__Problem statement__. Quote every line as given.

__Data lines__.
---+---

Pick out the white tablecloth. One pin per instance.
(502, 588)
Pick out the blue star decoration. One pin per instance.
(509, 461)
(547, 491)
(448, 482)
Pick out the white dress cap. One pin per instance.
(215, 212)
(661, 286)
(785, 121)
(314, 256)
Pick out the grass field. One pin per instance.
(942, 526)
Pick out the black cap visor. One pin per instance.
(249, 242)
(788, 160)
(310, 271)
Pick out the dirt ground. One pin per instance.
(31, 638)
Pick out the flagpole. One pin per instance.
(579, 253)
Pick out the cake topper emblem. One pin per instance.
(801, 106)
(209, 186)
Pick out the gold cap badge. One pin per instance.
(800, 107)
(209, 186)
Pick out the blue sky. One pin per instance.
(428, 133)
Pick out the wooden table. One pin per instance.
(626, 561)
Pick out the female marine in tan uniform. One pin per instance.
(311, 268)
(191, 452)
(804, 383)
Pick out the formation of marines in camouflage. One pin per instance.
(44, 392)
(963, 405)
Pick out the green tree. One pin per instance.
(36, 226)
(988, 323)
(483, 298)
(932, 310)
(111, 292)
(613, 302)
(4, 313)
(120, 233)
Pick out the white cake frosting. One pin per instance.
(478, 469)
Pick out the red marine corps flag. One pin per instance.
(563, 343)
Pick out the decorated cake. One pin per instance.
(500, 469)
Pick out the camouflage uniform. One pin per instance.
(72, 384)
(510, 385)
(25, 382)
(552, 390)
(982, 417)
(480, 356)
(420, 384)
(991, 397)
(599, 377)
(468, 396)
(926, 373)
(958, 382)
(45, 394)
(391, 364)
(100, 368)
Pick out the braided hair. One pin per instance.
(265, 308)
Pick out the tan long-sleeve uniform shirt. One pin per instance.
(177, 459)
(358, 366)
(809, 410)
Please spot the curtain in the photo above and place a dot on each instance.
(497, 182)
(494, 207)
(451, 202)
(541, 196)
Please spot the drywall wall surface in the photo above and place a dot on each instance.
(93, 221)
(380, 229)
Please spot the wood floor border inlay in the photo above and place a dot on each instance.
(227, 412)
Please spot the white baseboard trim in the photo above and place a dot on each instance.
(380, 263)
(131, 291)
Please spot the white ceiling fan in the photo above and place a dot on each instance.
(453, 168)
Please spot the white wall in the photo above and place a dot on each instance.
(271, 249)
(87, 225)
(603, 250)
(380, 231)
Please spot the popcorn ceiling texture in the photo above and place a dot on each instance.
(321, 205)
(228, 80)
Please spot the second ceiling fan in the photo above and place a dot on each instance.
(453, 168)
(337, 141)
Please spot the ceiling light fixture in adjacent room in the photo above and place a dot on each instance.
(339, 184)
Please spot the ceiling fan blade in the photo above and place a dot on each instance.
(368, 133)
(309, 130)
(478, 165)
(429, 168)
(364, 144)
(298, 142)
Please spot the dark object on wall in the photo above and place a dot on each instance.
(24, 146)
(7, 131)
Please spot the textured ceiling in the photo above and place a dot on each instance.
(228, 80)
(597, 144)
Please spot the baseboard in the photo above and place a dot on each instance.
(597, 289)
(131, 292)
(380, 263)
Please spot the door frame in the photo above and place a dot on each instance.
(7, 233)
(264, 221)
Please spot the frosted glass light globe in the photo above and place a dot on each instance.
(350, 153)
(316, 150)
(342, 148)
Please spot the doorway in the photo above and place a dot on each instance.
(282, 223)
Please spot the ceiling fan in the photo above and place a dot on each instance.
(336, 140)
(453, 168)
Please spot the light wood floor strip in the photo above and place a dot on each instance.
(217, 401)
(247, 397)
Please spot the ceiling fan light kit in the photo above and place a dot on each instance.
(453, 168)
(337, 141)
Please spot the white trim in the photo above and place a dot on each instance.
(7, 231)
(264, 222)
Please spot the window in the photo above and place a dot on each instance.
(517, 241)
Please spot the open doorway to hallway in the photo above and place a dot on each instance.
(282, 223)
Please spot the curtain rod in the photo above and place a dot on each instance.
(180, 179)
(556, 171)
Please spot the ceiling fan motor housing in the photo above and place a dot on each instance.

---+---

__Written answer__.
Pick out the white tablecloth. One pin per instance.
(502, 588)
Pick out the blue star decoration. One pin per instance.
(509, 461)
(547, 491)
(448, 482)
Pick out the white dress cap. One pin per instance.
(215, 212)
(661, 286)
(785, 121)
(314, 256)
Pick out the grass field. One pin per instance.
(942, 526)
Pick out the black cap visor. One pin per instance.
(249, 242)
(788, 160)
(310, 271)
Pick out the dirt ground. One pin per instance.
(31, 638)
Pick out the flagpole. One pin per instance.
(579, 253)
Pick out the cake topper emblem. One pin per instance.
(801, 106)
(209, 186)
Pick out the gold cap badge. One pin per instance.
(800, 107)
(209, 186)
Pick out the blue sky. One pin per instance.
(428, 133)
Pick out the wooden table. One pin per instance.
(626, 561)
Pick out the female marine in tan uniform. One pin per instance.
(311, 268)
(191, 452)
(804, 383)
Pick out the formation of marines in camouflage. One pin per instance.
(44, 392)
(963, 405)
Pick out the green tree. One pin per instance.
(36, 226)
(988, 323)
(483, 298)
(932, 310)
(111, 292)
(613, 302)
(4, 313)
(120, 233)
Pick out the white cake frosting. One pin per instance.
(478, 469)
Pick out the red marine corps flag. One pin per instance.
(563, 343)
Pick out the decorated cake. One pin per instance.
(500, 469)
Pick out the camouflage uniform. One pin per instance.
(72, 384)
(510, 385)
(25, 382)
(552, 390)
(982, 417)
(480, 356)
(420, 384)
(991, 397)
(599, 377)
(468, 396)
(926, 373)
(958, 382)
(45, 394)
(391, 364)
(100, 368)
Pick out the braided hair. One pin per instance.
(265, 308)
Pick out the tan long-sleeve uniform shirt. One pin per instance.
(177, 459)
(358, 366)
(809, 410)
Please spot the curtain in the photo above and place a dot on each instance.
(497, 182)
(494, 207)
(451, 202)
(541, 196)
Please spot the drywall wall surface in the photo above and place a dot on each instance.
(93, 221)
(380, 229)
Please spot the wood floor border inlay in the photo above and place a dot on each instance.
(227, 412)
Please spot the white baseboard trim in the photo above and place a dot on each instance.
(380, 263)
(131, 291)
Please spot the white ceiling fan in the photo above and place a dot on each instance.
(453, 168)
Please spot the white wall in the photo above and place a dot on each instance.
(271, 249)
(87, 225)
(603, 250)
(380, 231)
Please spot the popcorn ceiling texture in the photo above and place a dot on each instance.
(321, 205)
(228, 80)
Please spot the second ceiling fan in the photo above and place a dot on each instance.
(453, 168)
(337, 141)
Please spot the ceiling light fixture in adjacent room in the photo above and place a dot on each instance.
(339, 184)
Please spot the ceiling fan blade in the photo above and place a dot on each instance.
(368, 133)
(309, 130)
(478, 165)
(429, 168)
(364, 144)
(298, 142)
Please spot the dark object on wall in the photo above and place a dot on each instance.
(24, 146)
(7, 131)
Please spot the textured ceiling in the photo above and place a dot on each instance.
(228, 80)
(597, 144)
Please spot the baseboard in the photo above and place a dot on each instance.
(597, 289)
(131, 292)
(380, 263)
Please spot the door frame in the photo above and place a dot on each instance.
(7, 233)
(264, 221)
Please spot the frosted glass light globe in the photo above and place a dot on each instance.
(350, 153)
(316, 150)
(342, 148)
Please spot the doorway in the photo above and place a dot on each instance.
(282, 223)
Please spot the ceiling fan in the photo above and place a dot on each instance.
(336, 140)
(453, 168)
Please spot the light wood floor strip in the photo above and place a dot on each instance.
(217, 401)
(247, 397)
Please spot the ceiling fan light kit in the photo above and place a dot on each instance.
(453, 168)
(337, 141)
Please spot the white trim in the photo above and place a dot on each instance.
(7, 231)
(264, 222)
Please spot the window in the photo above and place a dot on each instance.
(517, 241)
Please spot the open doorway to hallway in the photo above and place a dot on each instance.
(282, 223)
Please spot the curtain rod in the photo above and place a dot on each instance.
(180, 179)
(556, 171)
Please spot the ceiling fan motor housing in the photo above and place a dot on each instance.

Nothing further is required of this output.